## EXERCISE INSTRUCTIONS
Leave out all pictures. Extract exactly the lines from the one containing "Shot-chart audit: point to every instance of the dark eyebrow" through the end of the data.

# # # #

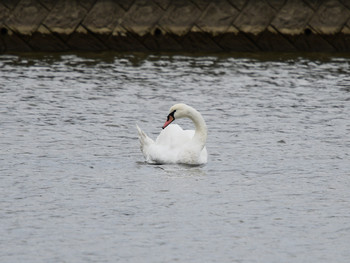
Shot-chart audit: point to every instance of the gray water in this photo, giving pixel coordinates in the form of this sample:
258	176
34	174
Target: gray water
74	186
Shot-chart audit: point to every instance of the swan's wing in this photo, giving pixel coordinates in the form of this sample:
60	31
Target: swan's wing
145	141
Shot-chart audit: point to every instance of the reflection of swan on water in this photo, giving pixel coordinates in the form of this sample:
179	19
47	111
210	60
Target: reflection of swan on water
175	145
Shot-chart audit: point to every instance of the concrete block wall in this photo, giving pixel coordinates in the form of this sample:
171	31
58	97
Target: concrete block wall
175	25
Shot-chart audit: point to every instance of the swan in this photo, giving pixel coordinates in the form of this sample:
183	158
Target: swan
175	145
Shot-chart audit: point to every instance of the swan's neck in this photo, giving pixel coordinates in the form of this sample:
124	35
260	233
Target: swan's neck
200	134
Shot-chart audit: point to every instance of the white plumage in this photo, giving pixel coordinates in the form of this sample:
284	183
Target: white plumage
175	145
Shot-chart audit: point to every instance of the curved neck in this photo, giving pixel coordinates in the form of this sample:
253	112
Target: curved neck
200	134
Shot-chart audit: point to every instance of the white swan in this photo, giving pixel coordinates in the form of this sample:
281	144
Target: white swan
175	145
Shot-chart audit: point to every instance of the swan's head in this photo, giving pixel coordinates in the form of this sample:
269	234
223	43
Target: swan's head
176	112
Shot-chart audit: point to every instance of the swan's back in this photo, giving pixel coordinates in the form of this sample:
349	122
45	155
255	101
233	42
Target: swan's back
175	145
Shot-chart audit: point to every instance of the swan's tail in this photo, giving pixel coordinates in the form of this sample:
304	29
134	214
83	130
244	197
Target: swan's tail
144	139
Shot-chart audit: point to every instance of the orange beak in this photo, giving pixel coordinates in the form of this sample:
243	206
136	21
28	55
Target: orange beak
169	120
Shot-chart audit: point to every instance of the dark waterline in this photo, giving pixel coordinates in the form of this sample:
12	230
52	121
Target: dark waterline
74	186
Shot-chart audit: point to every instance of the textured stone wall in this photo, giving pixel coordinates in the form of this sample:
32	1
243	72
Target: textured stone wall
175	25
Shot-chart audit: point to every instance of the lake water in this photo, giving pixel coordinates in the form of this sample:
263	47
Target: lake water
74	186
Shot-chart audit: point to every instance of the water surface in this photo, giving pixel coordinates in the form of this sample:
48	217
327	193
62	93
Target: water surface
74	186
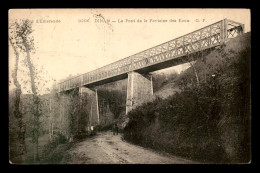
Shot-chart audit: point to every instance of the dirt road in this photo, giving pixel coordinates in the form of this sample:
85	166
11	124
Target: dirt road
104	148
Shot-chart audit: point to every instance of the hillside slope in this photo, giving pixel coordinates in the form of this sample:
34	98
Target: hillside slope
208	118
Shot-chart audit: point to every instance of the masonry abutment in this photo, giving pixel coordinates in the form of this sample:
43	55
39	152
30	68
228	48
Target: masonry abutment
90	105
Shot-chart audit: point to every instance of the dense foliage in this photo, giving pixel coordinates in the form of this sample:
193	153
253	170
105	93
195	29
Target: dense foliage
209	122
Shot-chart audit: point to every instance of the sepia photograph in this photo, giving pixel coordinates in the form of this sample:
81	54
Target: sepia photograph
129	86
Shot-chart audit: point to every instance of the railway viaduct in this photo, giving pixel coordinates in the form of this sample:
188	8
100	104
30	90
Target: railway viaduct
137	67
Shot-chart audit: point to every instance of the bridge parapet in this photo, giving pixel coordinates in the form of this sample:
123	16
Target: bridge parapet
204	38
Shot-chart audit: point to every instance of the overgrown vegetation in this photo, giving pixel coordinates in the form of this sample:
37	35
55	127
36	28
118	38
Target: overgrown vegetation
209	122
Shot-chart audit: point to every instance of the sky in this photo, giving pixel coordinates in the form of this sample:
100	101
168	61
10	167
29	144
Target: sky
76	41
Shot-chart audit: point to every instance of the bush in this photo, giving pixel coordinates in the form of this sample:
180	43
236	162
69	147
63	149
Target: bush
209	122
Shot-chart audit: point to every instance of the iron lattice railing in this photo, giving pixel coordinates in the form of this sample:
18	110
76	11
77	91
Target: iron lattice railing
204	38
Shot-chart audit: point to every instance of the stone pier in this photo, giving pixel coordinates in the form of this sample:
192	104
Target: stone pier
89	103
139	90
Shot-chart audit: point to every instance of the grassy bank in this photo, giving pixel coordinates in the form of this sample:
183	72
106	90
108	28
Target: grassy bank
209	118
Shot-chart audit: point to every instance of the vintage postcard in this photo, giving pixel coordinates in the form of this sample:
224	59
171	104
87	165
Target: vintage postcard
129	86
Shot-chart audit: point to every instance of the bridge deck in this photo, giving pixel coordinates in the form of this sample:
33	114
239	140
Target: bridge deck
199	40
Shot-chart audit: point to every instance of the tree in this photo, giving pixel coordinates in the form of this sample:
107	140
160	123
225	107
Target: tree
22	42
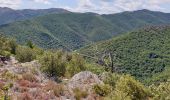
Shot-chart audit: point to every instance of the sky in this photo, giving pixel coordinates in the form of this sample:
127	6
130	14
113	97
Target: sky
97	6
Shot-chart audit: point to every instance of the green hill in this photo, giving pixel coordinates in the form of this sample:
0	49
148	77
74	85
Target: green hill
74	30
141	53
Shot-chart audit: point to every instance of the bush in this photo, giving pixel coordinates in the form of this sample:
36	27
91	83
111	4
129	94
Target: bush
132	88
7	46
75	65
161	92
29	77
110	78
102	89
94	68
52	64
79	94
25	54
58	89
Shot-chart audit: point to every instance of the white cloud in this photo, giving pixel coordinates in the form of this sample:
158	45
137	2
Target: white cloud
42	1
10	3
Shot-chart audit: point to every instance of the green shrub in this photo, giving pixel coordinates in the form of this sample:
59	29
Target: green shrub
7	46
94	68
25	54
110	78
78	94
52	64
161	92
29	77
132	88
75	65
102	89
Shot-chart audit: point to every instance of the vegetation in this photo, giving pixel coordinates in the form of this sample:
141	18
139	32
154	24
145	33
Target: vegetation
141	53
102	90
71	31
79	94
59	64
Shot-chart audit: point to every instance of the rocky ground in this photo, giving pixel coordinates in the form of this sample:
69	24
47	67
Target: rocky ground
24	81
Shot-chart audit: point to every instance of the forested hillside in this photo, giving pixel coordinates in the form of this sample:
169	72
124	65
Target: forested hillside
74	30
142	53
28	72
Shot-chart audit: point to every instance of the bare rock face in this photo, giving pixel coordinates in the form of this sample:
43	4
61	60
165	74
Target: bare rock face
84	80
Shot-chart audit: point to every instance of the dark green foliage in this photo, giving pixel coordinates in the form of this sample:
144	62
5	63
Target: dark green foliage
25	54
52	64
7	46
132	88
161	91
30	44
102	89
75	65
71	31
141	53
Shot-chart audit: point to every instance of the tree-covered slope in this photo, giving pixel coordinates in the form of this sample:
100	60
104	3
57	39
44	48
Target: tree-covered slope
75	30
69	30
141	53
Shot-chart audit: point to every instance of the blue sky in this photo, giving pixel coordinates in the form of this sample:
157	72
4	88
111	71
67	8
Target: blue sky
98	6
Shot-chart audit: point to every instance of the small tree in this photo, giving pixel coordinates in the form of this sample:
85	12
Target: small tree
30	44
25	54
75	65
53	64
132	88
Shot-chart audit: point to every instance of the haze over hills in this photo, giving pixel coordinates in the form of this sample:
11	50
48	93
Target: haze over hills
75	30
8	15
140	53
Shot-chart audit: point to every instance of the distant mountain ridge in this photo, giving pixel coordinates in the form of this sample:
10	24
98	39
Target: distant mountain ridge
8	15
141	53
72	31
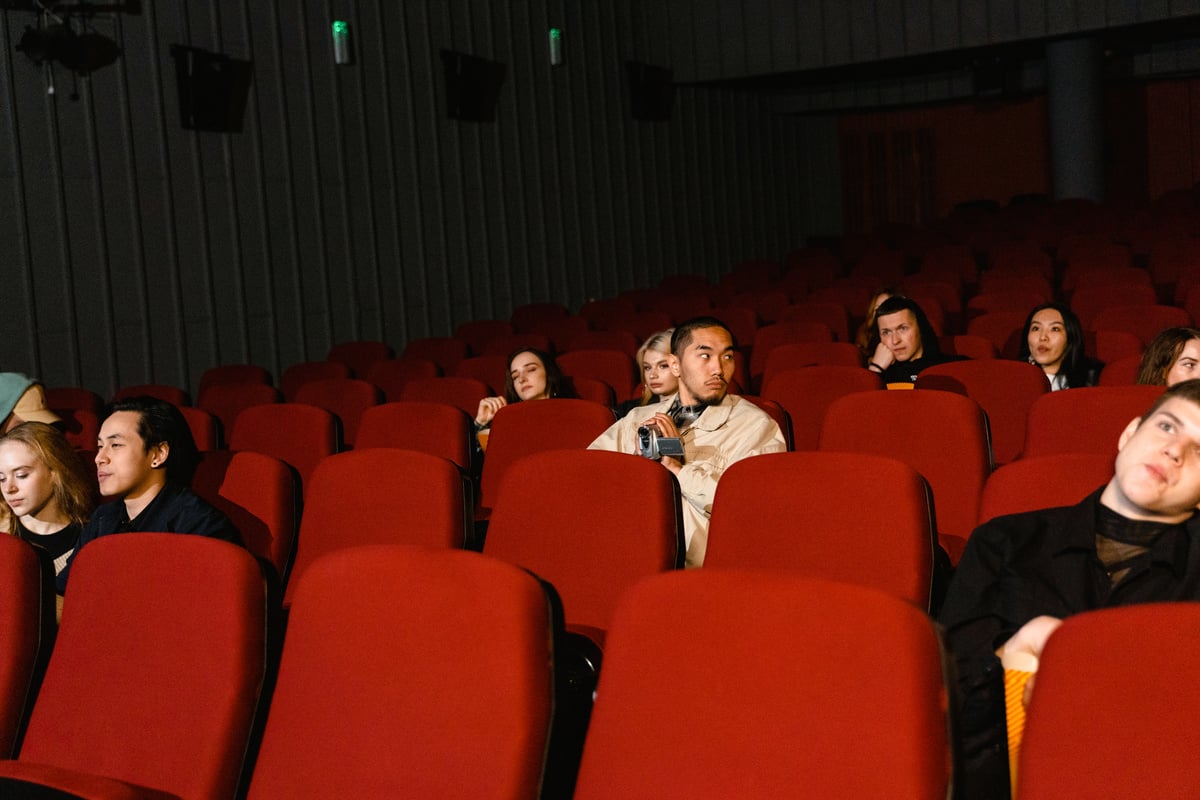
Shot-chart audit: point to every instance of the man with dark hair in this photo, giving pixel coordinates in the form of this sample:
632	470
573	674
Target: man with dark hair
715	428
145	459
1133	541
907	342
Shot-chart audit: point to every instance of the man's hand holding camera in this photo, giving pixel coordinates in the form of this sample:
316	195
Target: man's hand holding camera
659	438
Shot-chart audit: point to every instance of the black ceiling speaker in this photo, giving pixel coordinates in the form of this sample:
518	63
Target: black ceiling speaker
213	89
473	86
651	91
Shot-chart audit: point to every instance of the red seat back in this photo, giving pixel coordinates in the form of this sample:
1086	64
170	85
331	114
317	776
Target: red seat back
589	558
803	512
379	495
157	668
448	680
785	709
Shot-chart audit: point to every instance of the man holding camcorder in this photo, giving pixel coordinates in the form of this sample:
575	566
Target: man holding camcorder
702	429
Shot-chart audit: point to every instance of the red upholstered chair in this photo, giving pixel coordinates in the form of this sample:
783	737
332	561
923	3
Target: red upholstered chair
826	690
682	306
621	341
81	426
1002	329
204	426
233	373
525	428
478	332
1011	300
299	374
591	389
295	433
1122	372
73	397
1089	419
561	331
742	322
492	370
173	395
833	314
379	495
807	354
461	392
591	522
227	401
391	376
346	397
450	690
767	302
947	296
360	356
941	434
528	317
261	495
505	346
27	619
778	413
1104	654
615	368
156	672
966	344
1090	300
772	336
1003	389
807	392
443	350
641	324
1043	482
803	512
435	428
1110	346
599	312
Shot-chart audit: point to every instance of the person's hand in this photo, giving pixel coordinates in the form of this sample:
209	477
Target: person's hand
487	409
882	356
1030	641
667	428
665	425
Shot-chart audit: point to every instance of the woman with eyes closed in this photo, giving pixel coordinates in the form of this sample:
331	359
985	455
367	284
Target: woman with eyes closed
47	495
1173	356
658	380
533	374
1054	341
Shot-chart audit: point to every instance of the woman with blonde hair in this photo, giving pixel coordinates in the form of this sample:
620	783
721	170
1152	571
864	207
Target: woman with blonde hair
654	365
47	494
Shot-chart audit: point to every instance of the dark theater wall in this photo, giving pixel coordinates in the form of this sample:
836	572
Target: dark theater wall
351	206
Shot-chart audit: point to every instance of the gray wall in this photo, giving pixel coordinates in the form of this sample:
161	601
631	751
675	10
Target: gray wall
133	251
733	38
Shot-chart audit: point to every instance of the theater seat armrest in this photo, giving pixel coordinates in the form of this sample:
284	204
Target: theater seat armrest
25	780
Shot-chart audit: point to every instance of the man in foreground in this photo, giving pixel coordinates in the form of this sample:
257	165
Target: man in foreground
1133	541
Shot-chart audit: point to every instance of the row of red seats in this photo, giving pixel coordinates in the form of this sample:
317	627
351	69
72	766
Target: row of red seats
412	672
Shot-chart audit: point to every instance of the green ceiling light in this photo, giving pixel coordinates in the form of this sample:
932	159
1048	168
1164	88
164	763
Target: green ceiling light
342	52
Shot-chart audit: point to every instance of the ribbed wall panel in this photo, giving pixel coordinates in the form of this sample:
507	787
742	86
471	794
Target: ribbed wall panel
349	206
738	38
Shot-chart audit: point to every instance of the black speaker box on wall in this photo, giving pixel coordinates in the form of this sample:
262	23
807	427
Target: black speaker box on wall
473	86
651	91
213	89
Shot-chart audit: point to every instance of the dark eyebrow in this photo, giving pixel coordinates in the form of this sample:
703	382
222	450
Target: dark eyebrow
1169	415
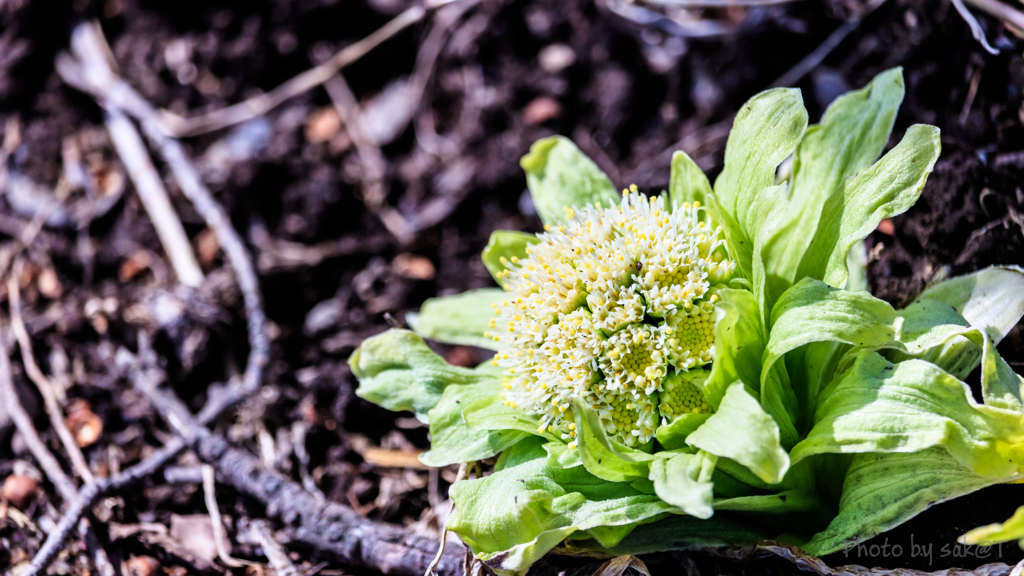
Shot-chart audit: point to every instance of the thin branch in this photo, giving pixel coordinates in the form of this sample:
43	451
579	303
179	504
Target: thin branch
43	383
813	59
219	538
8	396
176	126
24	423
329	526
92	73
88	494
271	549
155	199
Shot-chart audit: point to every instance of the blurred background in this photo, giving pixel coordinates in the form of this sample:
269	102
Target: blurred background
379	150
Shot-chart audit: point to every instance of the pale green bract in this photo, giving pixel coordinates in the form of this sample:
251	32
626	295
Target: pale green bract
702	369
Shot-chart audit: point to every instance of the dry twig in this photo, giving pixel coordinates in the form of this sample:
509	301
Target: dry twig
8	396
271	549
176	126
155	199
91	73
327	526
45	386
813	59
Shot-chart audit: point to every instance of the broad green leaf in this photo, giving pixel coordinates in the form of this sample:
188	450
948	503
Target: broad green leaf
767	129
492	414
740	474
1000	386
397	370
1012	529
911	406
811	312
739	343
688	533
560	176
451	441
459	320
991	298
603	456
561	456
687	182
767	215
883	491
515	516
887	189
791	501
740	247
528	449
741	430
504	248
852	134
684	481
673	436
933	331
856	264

# # # #

## TASK SOLUTION
Shot-chart audit: point to every instance of the dark eyebrow in this photo, giving pixel coordinates in the form of this sample:
703	382
222	450
Target: dark eyebrow
1169	415
Shot-chart audit: point to every instance of the thin branch in this photo, giving pixel coordinates in the form of this sample:
43	451
579	303
179	504
Target: thin branch
43	383
813	59
219	538
8	396
176	126
24	423
329	526
92	73
88	494
271	549
155	199
Shot-chart audit: point to every instance of the blurred background in this photo, giving pixel coordinates in the form of this sample:
269	102
Target: blurred background
379	150
Shot-chart audit: point to every instance of the pale green bract in this photo, giving pixel coordinates in the form of this sample:
251	32
626	295
Target: pale green bract
702	369
Shot-chart audit: point to every instance of the dry twig in this photo, giving pixel coordinates in the form of this sample:
509	301
Target: dry twig
8	396
271	549
176	126
155	199
91	73
327	526
45	386
813	59
Shot-chart audit: point to every instance of the broad green leaf in this photo, giving pixel coordinates in the form of this sample:
188	450
948	503
Target: broad green leaf
767	129
492	414
740	474
1000	386
397	370
1012	529
911	406
811	312
739	343
688	533
560	176
451	441
459	320
991	298
603	456
561	456
687	182
767	215
883	491
515	516
887	189
791	501
740	247
528	449
741	430
504	248
852	134
684	481
673	436
933	331
856	264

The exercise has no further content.